───── Dataset extract
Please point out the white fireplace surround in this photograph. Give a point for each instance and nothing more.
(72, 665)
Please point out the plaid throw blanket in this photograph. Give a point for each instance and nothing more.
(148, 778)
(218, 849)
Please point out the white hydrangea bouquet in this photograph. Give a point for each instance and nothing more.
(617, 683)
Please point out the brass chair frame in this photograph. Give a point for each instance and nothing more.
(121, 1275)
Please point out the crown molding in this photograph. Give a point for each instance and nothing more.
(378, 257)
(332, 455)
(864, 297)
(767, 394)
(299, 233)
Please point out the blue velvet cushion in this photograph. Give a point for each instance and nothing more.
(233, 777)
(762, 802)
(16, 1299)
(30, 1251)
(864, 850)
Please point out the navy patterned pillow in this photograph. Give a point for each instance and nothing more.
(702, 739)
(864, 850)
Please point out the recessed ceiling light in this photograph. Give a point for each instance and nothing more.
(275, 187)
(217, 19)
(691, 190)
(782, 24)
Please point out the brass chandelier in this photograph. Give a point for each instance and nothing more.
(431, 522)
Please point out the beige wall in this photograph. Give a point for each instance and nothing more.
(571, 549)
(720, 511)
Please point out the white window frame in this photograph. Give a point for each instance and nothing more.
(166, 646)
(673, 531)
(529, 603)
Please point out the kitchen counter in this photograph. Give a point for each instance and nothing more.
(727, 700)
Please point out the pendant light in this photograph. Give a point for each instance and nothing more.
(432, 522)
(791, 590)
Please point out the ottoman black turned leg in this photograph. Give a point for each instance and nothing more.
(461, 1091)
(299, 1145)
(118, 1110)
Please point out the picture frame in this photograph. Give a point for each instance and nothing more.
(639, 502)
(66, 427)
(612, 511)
──────────
### Short problem
Rewrite the lines starting with the one that contains "Please point out the picture" and going on through the end of the data, changing "instance" to "occurrence" and leaving everything else the same.

### Response below
Please point out the picture frame in this photograph. Give a point for each occurrence and nothing more.
(639, 502)
(66, 427)
(612, 511)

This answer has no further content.